TASK PROMPT – Begin at the first line of the data and copy each line through the one containing "Phrase: red car headlight", that line included, with no pictures.

Point localization data
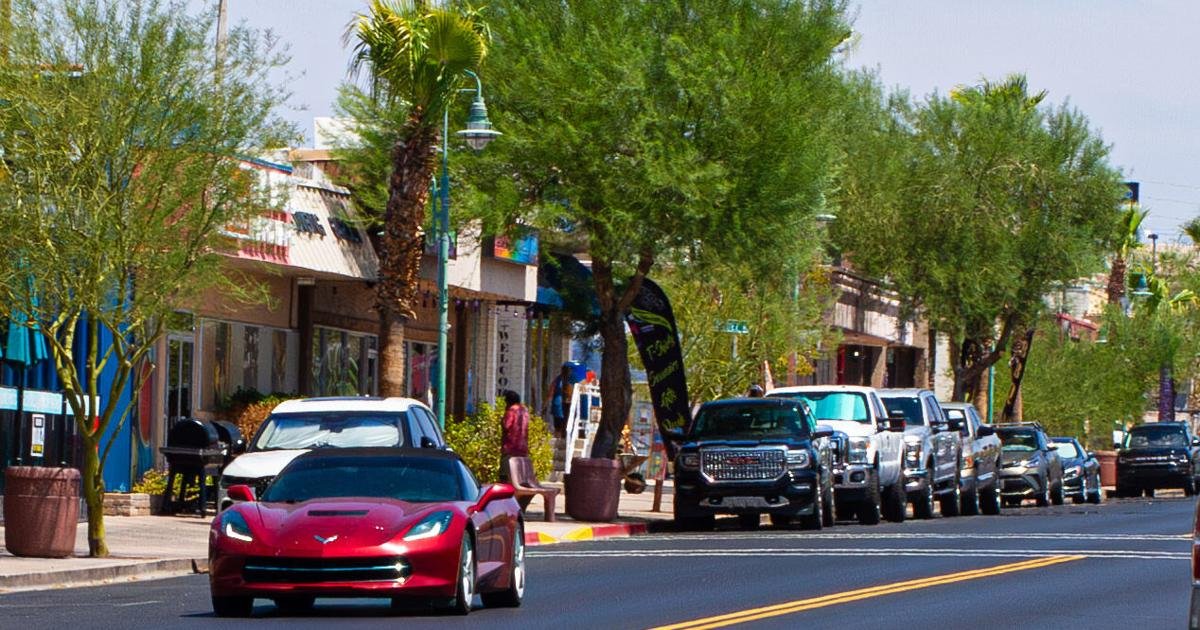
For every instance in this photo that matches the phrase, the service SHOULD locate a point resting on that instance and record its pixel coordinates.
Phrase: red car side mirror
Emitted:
(493, 492)
(241, 492)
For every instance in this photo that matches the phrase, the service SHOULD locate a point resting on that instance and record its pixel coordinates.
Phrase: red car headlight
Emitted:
(233, 525)
(431, 526)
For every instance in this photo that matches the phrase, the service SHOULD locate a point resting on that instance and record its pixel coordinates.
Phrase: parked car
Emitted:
(1080, 471)
(1029, 466)
(298, 426)
(981, 459)
(401, 523)
(931, 459)
(754, 456)
(868, 449)
(1158, 455)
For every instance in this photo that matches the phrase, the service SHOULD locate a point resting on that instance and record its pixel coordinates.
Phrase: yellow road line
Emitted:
(863, 593)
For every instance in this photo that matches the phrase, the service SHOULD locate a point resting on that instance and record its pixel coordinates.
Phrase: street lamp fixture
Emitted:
(479, 133)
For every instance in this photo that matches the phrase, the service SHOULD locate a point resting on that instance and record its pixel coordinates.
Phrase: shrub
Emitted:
(477, 439)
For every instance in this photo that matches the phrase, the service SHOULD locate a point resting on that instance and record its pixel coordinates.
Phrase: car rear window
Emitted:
(1145, 436)
(412, 479)
(907, 407)
(330, 430)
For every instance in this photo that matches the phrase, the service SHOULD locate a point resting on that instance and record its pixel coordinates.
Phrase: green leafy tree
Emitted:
(658, 131)
(415, 57)
(996, 199)
(123, 149)
(785, 325)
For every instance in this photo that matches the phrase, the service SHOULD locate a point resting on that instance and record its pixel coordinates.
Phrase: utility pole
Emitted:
(222, 31)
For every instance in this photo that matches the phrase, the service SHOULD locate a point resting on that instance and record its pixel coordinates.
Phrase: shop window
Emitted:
(246, 357)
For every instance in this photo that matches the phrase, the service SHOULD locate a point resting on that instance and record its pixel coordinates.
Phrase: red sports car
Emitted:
(401, 523)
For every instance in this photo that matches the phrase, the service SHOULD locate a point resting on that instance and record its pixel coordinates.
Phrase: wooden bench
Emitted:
(527, 486)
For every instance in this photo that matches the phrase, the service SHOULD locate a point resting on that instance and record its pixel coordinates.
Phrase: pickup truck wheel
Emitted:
(971, 502)
(869, 509)
(923, 504)
(895, 504)
(814, 521)
(1044, 498)
(990, 504)
(829, 509)
(952, 502)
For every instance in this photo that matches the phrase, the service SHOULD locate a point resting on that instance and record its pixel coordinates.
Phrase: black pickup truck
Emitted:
(749, 457)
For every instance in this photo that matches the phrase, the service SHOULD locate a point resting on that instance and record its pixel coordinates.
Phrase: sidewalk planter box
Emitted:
(129, 504)
(1108, 467)
(593, 490)
(41, 508)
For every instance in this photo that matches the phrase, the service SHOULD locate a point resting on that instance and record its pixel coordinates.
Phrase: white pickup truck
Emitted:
(868, 449)
(981, 459)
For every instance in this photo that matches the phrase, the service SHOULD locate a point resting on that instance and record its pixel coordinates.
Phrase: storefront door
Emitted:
(180, 354)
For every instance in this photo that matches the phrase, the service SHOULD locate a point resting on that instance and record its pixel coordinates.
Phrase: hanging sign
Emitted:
(37, 438)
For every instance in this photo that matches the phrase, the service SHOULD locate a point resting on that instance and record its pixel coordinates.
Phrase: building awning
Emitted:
(317, 233)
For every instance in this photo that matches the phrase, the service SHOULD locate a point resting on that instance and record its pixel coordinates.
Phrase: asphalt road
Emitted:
(1123, 564)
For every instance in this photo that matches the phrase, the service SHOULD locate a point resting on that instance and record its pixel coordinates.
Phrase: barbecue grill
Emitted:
(193, 453)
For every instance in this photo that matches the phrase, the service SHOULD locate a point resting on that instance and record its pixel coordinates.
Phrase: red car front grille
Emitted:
(313, 570)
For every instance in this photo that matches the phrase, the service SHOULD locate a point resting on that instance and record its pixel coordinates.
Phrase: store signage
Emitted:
(520, 247)
(510, 351)
(653, 325)
(37, 438)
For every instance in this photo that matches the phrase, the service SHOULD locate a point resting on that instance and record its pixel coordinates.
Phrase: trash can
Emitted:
(1108, 467)
(41, 509)
(593, 489)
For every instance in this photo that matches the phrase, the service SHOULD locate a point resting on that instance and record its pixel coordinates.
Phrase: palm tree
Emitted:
(415, 57)
(1127, 241)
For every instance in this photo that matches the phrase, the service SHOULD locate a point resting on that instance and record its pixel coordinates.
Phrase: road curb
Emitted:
(588, 533)
(70, 577)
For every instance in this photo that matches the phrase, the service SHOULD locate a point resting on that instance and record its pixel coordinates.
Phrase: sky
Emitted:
(1127, 65)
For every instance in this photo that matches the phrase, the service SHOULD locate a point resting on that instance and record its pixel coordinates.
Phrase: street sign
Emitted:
(733, 325)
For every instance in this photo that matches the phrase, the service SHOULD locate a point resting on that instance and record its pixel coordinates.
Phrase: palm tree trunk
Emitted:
(402, 245)
(1116, 280)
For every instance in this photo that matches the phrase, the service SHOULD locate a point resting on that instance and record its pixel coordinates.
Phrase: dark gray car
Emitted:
(1029, 467)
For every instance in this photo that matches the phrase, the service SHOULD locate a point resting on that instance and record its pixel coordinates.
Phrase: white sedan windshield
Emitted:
(336, 430)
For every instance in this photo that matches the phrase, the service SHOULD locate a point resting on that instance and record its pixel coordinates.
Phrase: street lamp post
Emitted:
(478, 133)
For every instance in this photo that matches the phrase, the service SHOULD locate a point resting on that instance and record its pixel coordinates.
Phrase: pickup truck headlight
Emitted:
(857, 450)
(798, 459)
(912, 455)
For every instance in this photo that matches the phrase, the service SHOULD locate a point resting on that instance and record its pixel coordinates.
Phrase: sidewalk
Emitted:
(163, 546)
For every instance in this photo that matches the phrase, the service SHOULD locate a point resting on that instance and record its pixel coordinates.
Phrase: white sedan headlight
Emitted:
(858, 450)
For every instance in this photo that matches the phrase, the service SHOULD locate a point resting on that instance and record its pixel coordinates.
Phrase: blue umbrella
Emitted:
(24, 347)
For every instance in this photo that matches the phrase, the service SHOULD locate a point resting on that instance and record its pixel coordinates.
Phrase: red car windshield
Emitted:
(412, 479)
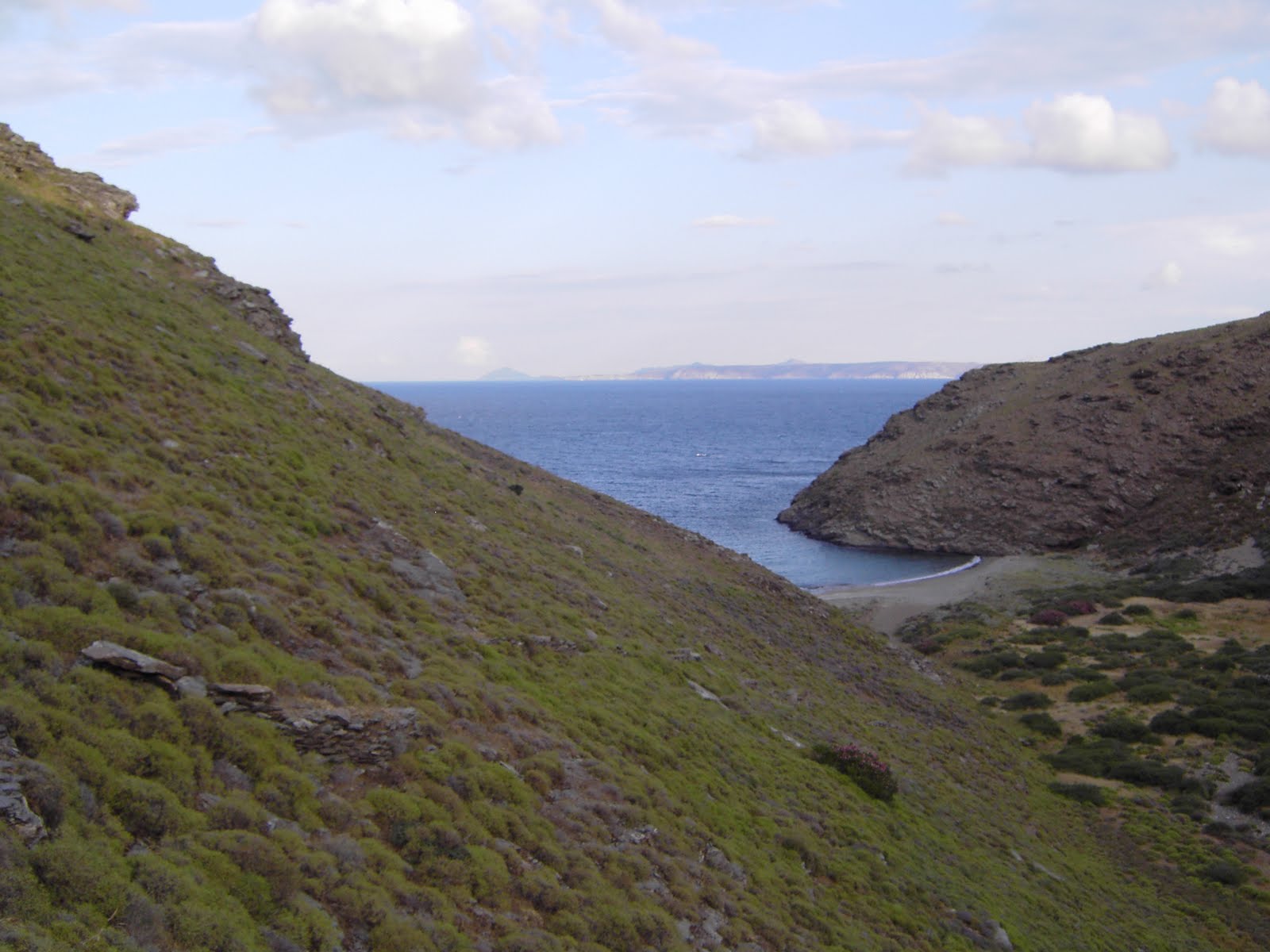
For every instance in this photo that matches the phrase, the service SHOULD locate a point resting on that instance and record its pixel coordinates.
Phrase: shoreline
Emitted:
(997, 579)
(821, 590)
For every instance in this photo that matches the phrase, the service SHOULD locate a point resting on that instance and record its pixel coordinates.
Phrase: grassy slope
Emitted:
(141, 442)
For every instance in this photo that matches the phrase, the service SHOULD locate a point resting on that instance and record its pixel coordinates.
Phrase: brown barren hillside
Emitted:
(1153, 446)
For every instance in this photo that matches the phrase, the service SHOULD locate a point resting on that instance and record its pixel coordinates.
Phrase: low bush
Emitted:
(1149, 693)
(1077, 607)
(1045, 660)
(1226, 873)
(1043, 724)
(1091, 691)
(1026, 700)
(1123, 729)
(1051, 617)
(1253, 797)
(988, 666)
(1149, 774)
(1081, 793)
(1060, 677)
(1172, 721)
(863, 767)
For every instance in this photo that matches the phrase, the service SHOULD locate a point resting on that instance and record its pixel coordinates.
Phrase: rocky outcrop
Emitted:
(21, 159)
(16, 812)
(368, 738)
(125, 660)
(421, 569)
(260, 310)
(1155, 446)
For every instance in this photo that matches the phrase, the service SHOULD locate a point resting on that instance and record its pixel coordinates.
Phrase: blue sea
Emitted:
(718, 457)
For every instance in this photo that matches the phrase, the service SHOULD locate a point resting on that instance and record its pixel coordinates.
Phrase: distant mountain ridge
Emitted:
(1160, 444)
(789, 370)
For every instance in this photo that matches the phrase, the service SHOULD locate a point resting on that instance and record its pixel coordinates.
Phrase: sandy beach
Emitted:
(995, 581)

REPLY –
For every instance in this photo that matches the phrase, the service SHOULD locate a point resting on that instance and record its pixel coordinates.
Phrase: red car side mirror
Emitted:
(493, 492)
(241, 492)
For every instance in this photo that matches the phrase, the service SHOULD locate a point resting on that instance and record its pixel coordinates.
Phrase: red car headlight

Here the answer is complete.